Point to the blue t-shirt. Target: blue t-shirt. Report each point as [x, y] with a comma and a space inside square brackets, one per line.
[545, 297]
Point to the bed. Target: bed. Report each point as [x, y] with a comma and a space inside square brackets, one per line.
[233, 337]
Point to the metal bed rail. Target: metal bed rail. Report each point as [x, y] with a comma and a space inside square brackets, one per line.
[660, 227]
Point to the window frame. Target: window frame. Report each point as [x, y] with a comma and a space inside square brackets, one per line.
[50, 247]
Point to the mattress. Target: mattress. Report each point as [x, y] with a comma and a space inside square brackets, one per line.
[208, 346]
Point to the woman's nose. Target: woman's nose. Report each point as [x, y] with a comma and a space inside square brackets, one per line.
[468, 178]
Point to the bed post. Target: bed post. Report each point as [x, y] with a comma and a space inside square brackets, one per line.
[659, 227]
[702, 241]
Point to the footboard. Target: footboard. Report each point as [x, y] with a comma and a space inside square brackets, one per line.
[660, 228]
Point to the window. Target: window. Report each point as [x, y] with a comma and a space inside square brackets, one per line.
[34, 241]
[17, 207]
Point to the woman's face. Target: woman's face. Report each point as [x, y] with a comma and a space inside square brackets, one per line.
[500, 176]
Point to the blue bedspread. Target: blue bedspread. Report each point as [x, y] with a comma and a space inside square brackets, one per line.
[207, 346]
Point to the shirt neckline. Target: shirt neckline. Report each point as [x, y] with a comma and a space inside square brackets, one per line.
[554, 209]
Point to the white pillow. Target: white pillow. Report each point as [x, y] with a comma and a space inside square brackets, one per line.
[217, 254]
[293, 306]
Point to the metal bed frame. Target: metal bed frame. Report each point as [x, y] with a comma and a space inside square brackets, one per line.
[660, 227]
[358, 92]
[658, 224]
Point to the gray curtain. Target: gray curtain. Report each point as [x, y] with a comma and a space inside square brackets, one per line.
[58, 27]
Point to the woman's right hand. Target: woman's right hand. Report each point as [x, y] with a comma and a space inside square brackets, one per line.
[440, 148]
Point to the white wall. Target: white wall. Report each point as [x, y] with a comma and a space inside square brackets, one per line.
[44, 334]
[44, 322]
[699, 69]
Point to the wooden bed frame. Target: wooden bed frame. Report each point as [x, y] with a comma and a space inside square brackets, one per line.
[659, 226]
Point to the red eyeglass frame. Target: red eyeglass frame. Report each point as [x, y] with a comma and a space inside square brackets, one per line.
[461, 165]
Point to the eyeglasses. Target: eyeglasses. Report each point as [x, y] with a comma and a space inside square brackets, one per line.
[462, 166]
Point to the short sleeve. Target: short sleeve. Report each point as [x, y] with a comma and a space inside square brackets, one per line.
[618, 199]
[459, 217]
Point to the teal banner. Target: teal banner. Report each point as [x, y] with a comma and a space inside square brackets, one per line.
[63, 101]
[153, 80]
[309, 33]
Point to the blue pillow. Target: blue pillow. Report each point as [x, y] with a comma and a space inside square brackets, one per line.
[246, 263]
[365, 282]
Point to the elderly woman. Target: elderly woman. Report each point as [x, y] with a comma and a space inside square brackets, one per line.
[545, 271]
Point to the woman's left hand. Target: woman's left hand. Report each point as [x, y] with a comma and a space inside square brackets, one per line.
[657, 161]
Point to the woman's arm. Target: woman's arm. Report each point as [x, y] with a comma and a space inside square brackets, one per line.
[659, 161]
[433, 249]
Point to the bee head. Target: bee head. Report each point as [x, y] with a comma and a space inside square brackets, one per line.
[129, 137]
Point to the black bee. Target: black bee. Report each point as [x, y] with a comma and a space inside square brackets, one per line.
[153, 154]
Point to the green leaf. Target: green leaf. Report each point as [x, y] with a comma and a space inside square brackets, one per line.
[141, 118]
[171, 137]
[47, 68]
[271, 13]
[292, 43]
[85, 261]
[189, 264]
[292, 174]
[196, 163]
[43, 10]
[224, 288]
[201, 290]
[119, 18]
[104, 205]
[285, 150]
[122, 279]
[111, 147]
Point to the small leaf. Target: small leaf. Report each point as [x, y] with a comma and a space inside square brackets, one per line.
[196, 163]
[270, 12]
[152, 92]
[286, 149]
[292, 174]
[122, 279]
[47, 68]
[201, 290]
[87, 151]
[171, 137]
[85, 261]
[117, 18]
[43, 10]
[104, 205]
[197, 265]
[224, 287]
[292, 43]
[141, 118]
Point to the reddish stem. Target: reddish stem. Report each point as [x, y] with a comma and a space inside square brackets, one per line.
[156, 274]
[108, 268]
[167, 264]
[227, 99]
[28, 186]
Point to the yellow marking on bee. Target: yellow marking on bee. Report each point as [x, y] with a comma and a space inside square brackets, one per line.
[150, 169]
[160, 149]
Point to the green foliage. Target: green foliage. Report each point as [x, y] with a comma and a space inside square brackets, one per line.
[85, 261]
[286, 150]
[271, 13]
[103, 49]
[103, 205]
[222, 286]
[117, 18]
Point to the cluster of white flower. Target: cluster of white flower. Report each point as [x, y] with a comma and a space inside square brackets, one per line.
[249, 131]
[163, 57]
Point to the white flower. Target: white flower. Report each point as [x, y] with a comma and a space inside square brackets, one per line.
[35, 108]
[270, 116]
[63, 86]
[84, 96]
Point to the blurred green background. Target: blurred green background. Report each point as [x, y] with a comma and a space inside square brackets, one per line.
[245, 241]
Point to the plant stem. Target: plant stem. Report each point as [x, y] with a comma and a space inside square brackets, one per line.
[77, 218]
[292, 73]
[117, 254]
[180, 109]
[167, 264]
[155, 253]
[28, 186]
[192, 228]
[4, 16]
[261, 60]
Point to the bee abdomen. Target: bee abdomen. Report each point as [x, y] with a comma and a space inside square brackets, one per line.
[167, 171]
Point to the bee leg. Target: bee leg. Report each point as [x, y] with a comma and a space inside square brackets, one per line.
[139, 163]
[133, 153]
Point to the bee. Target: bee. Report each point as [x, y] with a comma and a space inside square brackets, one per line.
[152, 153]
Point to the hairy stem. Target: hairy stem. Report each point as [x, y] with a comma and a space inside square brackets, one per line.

● Instruction:
Reproduce every one of the entries above verbatim, keeping them in their original order.

● Answer below:
Point to the blue t-shirt. Target: blue t-shirt. Report each point as [x, y] with a comma and a space inside square brackets, one per line.
[545, 297]
Point to the bed. Target: bed. Report each point as [x, y] with a comma and a space inside square brackets, one per line.
[233, 337]
Point to the metal bed rail. Target: metal bed rail. Report each point as [x, y] with a comma and a space inside square brackets, one per line.
[660, 227]
Point to the window frame. Target: window frame. Report each point as [x, y] with a comma and a space inside square brackets, one per line.
[50, 247]
Point to the mattress. Target: mattress. Report each point as [x, y] with a comma and a space inside square brackets, one per line.
[208, 346]
Point to the woman's nose. Target: woman's nose. Report each point as [x, y] with a comma and a space inside square brackets, one per line.
[468, 178]
Point to the bed post. Target: bed post. Report each point as [x, y] with a comma and a space inside square brackets, one per line.
[659, 227]
[702, 241]
Point to the footboard. Target: footboard. Report each point as [x, y] with a comma and a space inside square brackets, one per line.
[660, 228]
Point to the window. Target: window. Report each point as [x, y] with a comma and a space inside square brackets, one per line.
[34, 241]
[17, 207]
Point to the woman's face. Target: woman's face. Report each point as [x, y] with a comma and a space inside square brackets, one per line.
[500, 176]
Point to the blue bedspread. Target: blue bedspread. Report each point as [x, y] with a comma and a space inside square brackets, one per line.
[207, 346]
Point to the shirt neckline. Target: shirt neckline. Report each point as [x, y] with a comma and a space inside square brackets, one per line.
[554, 209]
Point to the white pillow. Target: white pillow. Report each point as [x, y] with a comma and a space inside square brackets, one per line.
[217, 254]
[293, 306]
Point to the metal bed frame. Target: metal bed frame. Report each point as [x, y] with a comma and a space inside square brackets, one per line.
[660, 227]
[358, 92]
[658, 224]
Point to the gray curtain. Target: gray curtain. Report each point as [x, y] with a comma and a space inside square brackets, one per line.
[58, 27]
Point to the woman's right hand. Target: woman's right hand. Report each point as [x, y] with a comma and a space inside square brackets, one per line.
[440, 148]
Point to the white wall. Target: white wall. Report each point as [x, y] with a comma and a space inside square brackets, one per line.
[44, 334]
[44, 322]
[699, 69]
Point to the wooden bed frame. Target: wooden bed frame. Report each point as [x, y] with a comma and a space inside square brackets, one per line.
[659, 226]
Point to the red eyeglass frame. Target: red eyeglass frame. Report each point as [x, y] with a comma and a space inside square brackets, one per line.
[461, 165]
Point to the eyeglasses. Target: eyeglasses. Report each point as [x, y] with a comma and a space inside square brackets, one per line.
[462, 166]
Point to the short sleeve. Target: short sleeve. Report each point as [x, y] with a comma and a space inside square brackets, one per line.
[618, 199]
[459, 217]
Point to the teal banner. Target: teal banner. Report each point as [x, y] with a comma and a space inside square brackets, one per line.
[63, 101]
[153, 80]
[309, 33]
Point to the blue pillow. Target: blue pillow. Report each point as [x, y] with a comma and a space inside square brackets, one per line.
[246, 263]
[365, 282]
Point to the elderly woman. Target: elderly woman. Report each point as [x, y] with a comma and a space inside square brackets, one per line.
[545, 271]
Point to the woman's left hand. Target: woman's left hand. Report each point as [x, y] with a comma and a space inside square brackets, one per line.
[657, 161]
Point to the woman's arm. Target: woman's arm. Report each point as [x, y] with a comma and a space inside square brackets, one per line.
[659, 161]
[433, 249]
Point to the bee head. Target: bee head. Report each point as [x, y] with a comma and a space inside square brackets, one per line.
[129, 137]
Point to the black bee. Target: black bee. Report each point as [x, y] with a comma and a space inside square brackets, one per line.
[153, 154]
Point to the green leaf. Target: green leaf. Report each point as [x, y] with a comma and a space inside square brackets, one per line.
[141, 118]
[171, 137]
[47, 68]
[271, 13]
[292, 43]
[85, 261]
[189, 264]
[292, 174]
[196, 163]
[43, 10]
[224, 288]
[201, 290]
[119, 18]
[104, 205]
[285, 150]
[122, 279]
[111, 147]
Point to the small leaf. Target: small leaf. Report each point as [x, y] with a comma and a space inside square brackets, one per line.
[196, 163]
[270, 12]
[152, 92]
[286, 149]
[292, 174]
[122, 279]
[47, 68]
[201, 290]
[87, 151]
[171, 137]
[85, 261]
[117, 18]
[43, 10]
[104, 205]
[197, 265]
[224, 287]
[292, 43]
[141, 118]
Point to the reddish stem. Target: reddish stem. Report each point as [x, y] with a comma and a space inside square brackets, one per line.
[156, 274]
[108, 268]
[167, 264]
[227, 99]
[28, 186]
Point to the yellow marking on bee. Target: yellow marking on bee. Report each point as [x, y] with a comma and a space inside square brackets, one per line.
[150, 169]
[160, 149]
Point to the green foliage. Target: green foliage. Report each point as [x, y] with a comma and a space inside square brackets, one per line.
[85, 261]
[286, 150]
[271, 13]
[103, 49]
[103, 205]
[222, 286]
[117, 18]
Point to the cluster of white flower. Target: cluster of white flower. Report each point as [x, y] with a comma and a space inside square brackets, one per line.
[249, 131]
[163, 57]
Point to the white flower. Target: white flower. Report each point as [x, y] with a comma and a space inside square brackets, one per line.
[35, 108]
[270, 116]
[63, 86]
[84, 96]
Point to the blurred green background. Target: blurred green background. Report each point as [x, y] with a comma and a space inside square brackets, one per line.
[245, 241]
Point to the plant stem. Target: plant stem. Report each point as [x, y] with a comma and a space inside square brackets, one per line.
[77, 218]
[292, 73]
[117, 254]
[180, 109]
[167, 264]
[155, 253]
[28, 186]
[192, 228]
[4, 16]
[261, 60]
Point to the bee abdomen. Target: bee abdomen. Report each point as [x, y] with a comma and a space inside square brackets, one per line.
[167, 171]
Point to the bee leg. Target: bee leg. Report each point as [x, y] with a comma and a space inside square brackets, one per line.
[139, 163]
[133, 153]
Point to the bee. Target: bee. Report each point as [x, y] with a comma and a space inside square brackets, one per line.
[152, 153]
Point to the hairy stem. Target: hairy stem. Report each point as [x, y] with a comma and a space inside square brackets, one per line.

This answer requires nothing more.